Document text:
When my husband and I both worked in Seattle, we lived aboard the Comtesse Deuxième, our old wood 55-foot Chris Craft Constellation. Each April, our yacht club gathered with several others to participate in the Tacoma Yacht Club Daffodil Marine Festival, which culminates in a Sunday afternoon parade of boats decorated with thousands of daffodils. It provided a great incentive to make the topsides and handrails sparkle.
One year, we arrived on Friday afternoon. While everyone else roamed up and down the dock drinking margaritas, meeting old and new friends, and admiring each other’s gleaming brightwork, I sat at my computer in a corner of the saloon and struggled with my assignment for a creative writing class. And hoped I didn’t look too antisocial.
Writing, nudging each word into a sentence, then each sentence into a paragraph that conveys the intended meaning and sounds pleasing to the ear takes massive amounts of time. At least, it does for me.

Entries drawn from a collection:

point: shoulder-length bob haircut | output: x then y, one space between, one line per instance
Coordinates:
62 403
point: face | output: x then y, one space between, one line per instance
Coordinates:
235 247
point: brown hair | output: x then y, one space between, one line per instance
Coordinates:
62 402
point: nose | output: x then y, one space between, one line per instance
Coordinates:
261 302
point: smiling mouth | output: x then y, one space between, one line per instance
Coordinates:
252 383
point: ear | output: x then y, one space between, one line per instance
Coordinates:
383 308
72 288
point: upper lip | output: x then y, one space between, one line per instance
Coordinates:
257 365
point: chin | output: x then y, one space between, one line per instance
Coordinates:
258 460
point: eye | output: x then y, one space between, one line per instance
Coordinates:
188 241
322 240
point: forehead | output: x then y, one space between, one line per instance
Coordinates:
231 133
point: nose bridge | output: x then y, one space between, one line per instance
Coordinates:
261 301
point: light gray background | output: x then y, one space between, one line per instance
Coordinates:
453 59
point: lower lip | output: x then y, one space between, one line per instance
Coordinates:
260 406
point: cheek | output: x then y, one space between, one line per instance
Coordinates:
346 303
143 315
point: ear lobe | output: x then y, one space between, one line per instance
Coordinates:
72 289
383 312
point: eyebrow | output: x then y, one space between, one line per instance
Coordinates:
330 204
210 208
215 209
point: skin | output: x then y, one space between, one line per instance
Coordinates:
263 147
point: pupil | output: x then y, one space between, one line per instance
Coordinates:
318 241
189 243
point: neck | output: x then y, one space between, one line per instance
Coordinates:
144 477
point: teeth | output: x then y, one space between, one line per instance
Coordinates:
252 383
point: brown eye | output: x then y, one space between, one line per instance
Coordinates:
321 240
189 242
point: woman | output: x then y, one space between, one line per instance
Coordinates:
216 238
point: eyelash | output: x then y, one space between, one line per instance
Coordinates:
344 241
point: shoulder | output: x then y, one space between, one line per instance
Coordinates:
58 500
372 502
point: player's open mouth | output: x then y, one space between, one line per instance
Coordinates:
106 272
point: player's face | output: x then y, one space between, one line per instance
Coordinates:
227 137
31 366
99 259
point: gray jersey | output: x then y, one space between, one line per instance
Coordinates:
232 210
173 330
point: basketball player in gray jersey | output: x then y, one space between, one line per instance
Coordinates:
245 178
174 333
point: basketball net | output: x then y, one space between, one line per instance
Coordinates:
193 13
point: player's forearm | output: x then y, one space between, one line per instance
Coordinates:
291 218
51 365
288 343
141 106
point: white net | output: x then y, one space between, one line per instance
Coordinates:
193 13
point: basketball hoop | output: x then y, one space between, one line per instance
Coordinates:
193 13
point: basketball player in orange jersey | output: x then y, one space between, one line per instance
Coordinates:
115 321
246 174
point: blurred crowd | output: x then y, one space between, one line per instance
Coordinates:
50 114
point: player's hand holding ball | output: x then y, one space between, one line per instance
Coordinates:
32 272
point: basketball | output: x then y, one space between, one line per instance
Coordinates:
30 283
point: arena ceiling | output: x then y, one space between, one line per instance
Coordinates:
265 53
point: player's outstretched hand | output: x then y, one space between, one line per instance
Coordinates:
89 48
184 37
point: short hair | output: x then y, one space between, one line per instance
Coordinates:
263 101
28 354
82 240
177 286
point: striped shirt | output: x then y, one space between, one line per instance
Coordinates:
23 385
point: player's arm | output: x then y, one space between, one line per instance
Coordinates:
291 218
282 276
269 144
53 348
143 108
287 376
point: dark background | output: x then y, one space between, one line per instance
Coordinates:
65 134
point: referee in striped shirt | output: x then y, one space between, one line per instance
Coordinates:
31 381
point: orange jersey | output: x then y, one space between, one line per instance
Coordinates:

Problem set:
1. In the daffodil festival passage, what kind of boat was the Comtesse Deuxième?
2. Rewrite the daffodil festival passage from "One year, we" up to and including "does for me.", putting "lemonade" in place of "margaritas".
The data come from a separate source.

Solutions to the exercise:
1. An old wood 55-foot Chris Craft Constellation.

2.
One year, we arrived on Friday afternoon. While everyone else roamed up and down the dock drinking lemonade, meeting old and new friends, and admiring each other’s gleaming brightwork, I sat at my computer in a corner of the saloon and struggled with my assignment for a creative writing class. And hoped I didn’t look too antisocial.
Writing, nudging each word into a sentence, then each sentence into a paragraph that conveys the intended meaning and sounds pleasing to the ear takes massive amounts of time. At least, it does for me.